§ PROBLEM A:
Show each line of the records below that contains the string "index", matching case exactly.

[start of TEXT EXCERPT]

Aleksandar Isaevski

Personal information
- Date of birth: 19 May 1995 (age 31)
- Place of birth: Skopje, Republic of Macedonia
- Height: 1.78 m (5 ft 10 in)
- Position: Left back

College career
- Years: Team / Apps / (Gls)
- 2014–2015: SVSU Cardinals / 40 / (10)

Senior career*
- Years: Team / Apps / (Gls)
- 2015–2017: FC Detroit City / 50 / (0)
- 2017-2018: FK Makedonija GP / 30 / (0)
- 2018-2019: FK Pobeda / 30 / (0)
- 2019–2020: FC Dunav Ruse / 35 / (0)
- 2020–2021: KF Vllaznia Shkodër / 30 / (0)
- 2021–2022: FK Dinamo Tirana / 10 / (0)
- 2022–2023: FK Makedonija GP / 5 / (0)
- 2023–2025: FC Milsami Orhei / 15 / (0)

International career
- 2015-2025: North Macedonia / 0 / (0)

= Aleksandar Isaevski =

Macedonian footballer

Aleksandar Isaevski (born 19 May 1995) is a Macedonian professional footballer who formerly played as a defender for Milsami Orhei.

==Club career==
Isaevski grew up in the United States and played college soccer for the SVSU Cardinals. In March 2014, he joined Detroit City from Saginaw Valley State University.

His performances at Detroit City FC led him to play in the Macedonian 1st Division, starting off at Makedonija GP. After one season, Isaevski signed for higher ranked Macedonian side FK Pobeda. His strong defensive talent attracted teams from the Bulgarian 1st League.

[end of TEXT EXCERPT]
[start of EXTRACTED RECORDS]

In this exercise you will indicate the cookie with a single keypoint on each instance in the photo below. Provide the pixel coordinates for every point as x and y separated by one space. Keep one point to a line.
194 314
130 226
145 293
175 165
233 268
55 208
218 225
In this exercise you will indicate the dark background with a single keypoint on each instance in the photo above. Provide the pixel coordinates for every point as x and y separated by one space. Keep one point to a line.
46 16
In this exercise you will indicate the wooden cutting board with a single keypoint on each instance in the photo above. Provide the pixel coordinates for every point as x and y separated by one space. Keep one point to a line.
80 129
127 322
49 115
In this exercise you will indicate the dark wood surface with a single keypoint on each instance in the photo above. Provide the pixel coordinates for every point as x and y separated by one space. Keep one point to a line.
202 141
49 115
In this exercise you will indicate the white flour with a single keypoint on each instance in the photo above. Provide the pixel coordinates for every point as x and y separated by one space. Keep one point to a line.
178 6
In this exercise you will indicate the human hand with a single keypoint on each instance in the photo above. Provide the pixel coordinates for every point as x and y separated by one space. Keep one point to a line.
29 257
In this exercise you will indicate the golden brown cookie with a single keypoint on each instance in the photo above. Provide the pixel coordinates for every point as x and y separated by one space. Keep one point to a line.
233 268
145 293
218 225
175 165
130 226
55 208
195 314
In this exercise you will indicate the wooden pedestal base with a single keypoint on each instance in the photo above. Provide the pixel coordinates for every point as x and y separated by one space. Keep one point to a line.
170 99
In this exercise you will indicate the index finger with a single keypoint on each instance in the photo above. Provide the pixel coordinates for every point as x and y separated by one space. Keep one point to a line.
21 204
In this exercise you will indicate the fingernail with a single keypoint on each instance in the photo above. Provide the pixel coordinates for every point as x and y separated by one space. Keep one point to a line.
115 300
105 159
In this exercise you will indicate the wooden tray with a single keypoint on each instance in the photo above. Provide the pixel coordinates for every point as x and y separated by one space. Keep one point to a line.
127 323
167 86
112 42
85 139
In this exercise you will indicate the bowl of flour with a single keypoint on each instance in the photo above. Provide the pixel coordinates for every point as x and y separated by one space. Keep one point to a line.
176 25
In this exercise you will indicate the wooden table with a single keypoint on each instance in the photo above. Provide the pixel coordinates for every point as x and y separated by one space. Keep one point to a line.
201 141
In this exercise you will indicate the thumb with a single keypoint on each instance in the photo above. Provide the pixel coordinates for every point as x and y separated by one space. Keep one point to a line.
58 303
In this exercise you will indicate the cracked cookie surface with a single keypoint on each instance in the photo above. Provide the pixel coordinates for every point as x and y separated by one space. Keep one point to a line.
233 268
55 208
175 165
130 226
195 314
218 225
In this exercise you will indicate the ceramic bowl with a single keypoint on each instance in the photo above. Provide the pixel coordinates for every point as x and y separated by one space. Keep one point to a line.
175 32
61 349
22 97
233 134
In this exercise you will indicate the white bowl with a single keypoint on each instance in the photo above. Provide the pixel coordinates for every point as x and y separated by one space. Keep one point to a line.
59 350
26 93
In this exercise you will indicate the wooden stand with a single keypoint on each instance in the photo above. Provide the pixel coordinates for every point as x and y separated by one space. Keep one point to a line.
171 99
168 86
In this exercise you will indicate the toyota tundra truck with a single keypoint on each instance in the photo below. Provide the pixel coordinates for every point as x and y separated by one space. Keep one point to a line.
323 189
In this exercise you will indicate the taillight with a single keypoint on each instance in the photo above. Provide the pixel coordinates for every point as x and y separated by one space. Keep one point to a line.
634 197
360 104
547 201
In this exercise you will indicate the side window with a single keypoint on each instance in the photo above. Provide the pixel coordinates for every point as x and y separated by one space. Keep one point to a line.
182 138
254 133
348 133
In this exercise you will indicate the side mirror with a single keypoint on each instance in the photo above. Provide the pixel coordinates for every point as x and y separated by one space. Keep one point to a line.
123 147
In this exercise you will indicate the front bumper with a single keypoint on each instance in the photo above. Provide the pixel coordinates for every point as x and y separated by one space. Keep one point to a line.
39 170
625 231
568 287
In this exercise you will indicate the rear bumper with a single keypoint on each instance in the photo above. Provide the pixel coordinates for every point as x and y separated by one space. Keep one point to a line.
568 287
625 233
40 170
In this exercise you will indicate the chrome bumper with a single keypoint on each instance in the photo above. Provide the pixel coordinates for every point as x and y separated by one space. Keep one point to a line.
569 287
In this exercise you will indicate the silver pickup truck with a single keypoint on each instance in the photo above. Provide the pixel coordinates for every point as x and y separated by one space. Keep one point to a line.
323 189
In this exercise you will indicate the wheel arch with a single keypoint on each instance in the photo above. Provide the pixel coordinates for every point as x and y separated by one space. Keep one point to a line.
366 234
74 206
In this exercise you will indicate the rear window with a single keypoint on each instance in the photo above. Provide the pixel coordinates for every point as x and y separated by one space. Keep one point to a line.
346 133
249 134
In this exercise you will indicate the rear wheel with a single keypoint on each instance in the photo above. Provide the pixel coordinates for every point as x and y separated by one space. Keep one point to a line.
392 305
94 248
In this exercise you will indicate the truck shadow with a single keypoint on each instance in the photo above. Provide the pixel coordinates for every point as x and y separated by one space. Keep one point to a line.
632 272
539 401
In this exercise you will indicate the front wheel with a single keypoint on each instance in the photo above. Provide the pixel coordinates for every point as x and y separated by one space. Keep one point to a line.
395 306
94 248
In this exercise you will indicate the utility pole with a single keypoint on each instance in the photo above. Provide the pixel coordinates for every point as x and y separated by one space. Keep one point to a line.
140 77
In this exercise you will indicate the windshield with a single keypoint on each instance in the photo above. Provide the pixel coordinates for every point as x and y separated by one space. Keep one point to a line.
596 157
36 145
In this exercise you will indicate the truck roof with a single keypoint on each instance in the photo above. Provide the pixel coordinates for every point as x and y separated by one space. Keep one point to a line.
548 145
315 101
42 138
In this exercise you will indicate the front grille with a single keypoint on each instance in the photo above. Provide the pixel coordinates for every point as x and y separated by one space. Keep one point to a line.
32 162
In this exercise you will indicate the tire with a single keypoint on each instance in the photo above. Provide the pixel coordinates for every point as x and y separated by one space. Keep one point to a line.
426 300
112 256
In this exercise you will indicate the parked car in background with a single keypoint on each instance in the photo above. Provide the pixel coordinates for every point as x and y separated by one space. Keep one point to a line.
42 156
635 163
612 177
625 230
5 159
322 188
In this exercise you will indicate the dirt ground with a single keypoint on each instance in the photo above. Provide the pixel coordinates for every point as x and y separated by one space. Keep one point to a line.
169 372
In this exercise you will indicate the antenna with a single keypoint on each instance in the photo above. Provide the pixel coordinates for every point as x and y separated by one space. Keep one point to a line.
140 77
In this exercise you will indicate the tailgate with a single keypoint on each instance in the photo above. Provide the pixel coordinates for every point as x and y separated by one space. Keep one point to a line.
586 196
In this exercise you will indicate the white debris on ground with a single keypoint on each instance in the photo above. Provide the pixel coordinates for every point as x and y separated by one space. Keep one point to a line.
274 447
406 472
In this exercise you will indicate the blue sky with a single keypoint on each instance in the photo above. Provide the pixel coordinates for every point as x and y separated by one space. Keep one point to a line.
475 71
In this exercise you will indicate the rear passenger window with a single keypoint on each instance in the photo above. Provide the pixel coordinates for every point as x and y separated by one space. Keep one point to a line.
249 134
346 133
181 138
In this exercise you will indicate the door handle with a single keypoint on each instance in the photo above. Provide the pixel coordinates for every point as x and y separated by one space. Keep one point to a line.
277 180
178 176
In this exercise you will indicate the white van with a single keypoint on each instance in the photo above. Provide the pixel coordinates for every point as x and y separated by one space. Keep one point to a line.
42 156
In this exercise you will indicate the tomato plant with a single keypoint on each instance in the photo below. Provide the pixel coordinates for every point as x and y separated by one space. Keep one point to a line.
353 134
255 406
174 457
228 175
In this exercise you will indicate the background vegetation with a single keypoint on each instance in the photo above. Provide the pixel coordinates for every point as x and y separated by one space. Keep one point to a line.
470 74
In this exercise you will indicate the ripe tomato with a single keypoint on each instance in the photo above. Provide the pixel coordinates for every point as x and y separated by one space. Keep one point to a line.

[end of EXTRACTED RECORDS]

§ PROBLEM B:
Duplicate word for word the part of the footballer profile above that opens with the words containing "International career" and closes with "Bulgarian 1st League.".

§ WORKED SOLUTION A:
In this exercise you will indicate the index finger with a single keypoint on each instance in the photo above. Provide the pixel coordinates for every point as x and y separated by one space. Keep one point to a line.

§ WORKED SOLUTION B:
International career
- 2015-2025: North Macedonia / 0 / (0)

= Aleksandar Isaevski =

Macedonian footballer

Aleksandar Isaevski (born 19 May 1995) is a Macedonian professional footballer who formerly played as a defender for Milsami Orhei.

==Club career==
Isaevski grew up in the United States and played college soccer for the SVSU Cardinals. In March 2014, he joined Detroit City from Saginaw Valley State University.

His performances at Detroit City FC led him to play in the Macedonian 1st Division, starting off at Makedonija GP. After one season, Isaevski signed for higher ranked Macedonian side FK Pobeda. His strong defensive talent attracted teams from the Bulgarian 1st League.